## WHAT THIS EXERCISE ASKS
#1 In the article on the Chicago police beating case, what crime was Abbate convicted of, and in what year?
#2 Update the part of the article on the Chicago police beating case starting at "The trial stems" and ending at "violate individuals' rights.", changing "bartender" to "server".

## STUDY TEXT
*** Begin section ***
Chicago police culture on trial in beating case
CHICAGO (AP) — Allegations of a culture in which Chicago police jump to protect fellow officers accused of wrongdoing are at the heart of a federal civil trial that began Monday, pitting the victim of a barroom beating by an off-duty officer against the city.
The trial stems from the 2007 pummeling of bartender Karolina Obrycka by then-police officer Anthony Abbate, who was the first witness called to the stand.
The attack, for which Abbate was convicted of aggravated battery in 2009 and sentenced to probation, was captured on a security video that went viral nationwide. Shortly afterward, the city's police superintendent announced his retirement and the department vowed to clean up its image.
In his opening statement, Obrycka's attorney, Terry Ekl, told jurors the beating highlighted an insidious, deeply entrenched culture in which city officials refuse to hold officers accountable, thereby emboldening police to violate individuals' rights.
*** End section ***
## MATERIAL SHOWN
*** Begin section ***
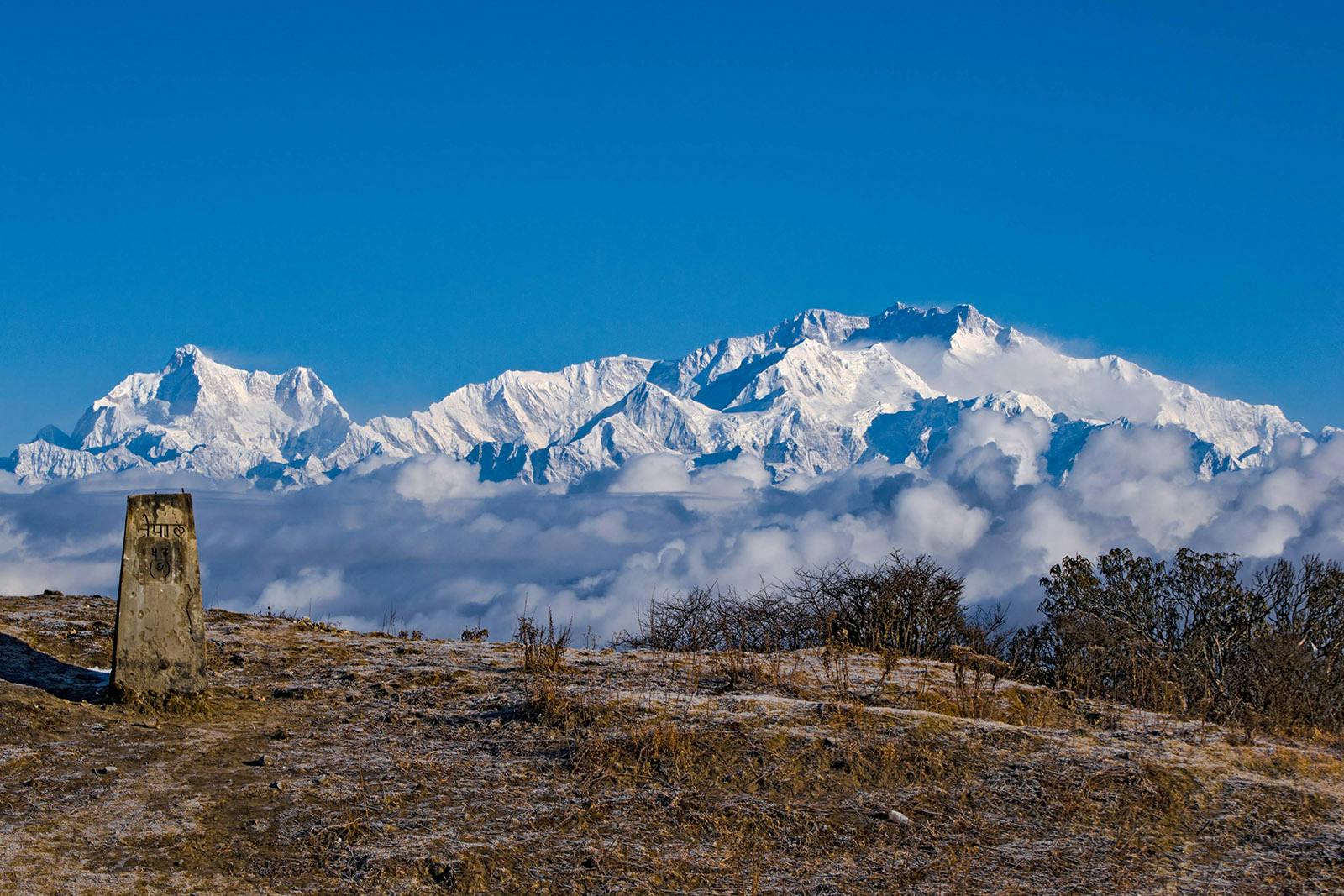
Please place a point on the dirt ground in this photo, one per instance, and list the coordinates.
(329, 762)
*** End section ***
*** Begin section ***
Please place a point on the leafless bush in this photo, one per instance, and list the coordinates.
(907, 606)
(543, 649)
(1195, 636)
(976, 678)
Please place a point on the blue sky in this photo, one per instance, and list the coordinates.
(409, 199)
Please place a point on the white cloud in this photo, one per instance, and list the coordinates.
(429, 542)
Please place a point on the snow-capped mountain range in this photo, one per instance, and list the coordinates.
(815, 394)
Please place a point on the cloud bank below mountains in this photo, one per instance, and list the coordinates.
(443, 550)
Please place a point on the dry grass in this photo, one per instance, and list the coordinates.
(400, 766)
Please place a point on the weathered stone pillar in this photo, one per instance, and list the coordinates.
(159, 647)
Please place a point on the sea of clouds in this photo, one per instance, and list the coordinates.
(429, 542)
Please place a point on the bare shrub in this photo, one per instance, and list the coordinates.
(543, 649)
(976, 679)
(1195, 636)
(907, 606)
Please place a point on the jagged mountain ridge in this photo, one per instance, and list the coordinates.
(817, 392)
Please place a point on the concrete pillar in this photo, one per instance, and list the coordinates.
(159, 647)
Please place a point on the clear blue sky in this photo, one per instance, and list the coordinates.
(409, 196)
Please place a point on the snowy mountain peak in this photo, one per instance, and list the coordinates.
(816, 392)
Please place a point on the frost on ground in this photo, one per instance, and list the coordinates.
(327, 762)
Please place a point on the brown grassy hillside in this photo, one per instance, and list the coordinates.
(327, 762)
*** End section ***
## WRITTEN RESPONSES
#1 Aggravated battery, in 2009.

#2
The trial stems from the 2007 pummeling of server Karolina Obrycka by then-police officer Anthony Abbate, who was the first witness called to the stand.
The attack, for which Abbate was convicted of aggravated battery in 2009 and sentenced to probation, was captured on a security video that went viral nationwide. Shortly afterward, the city's police superintendent announced his retirement and the department vowed to clean up its image.
In his opening statement, Obrycka's attorney, Terry Ekl, told jurors the beating highlighted an insidious, deeply entrenched culture in which city officials refuse to hold officers accountable, thereby emboldening police to violate individuals' rights.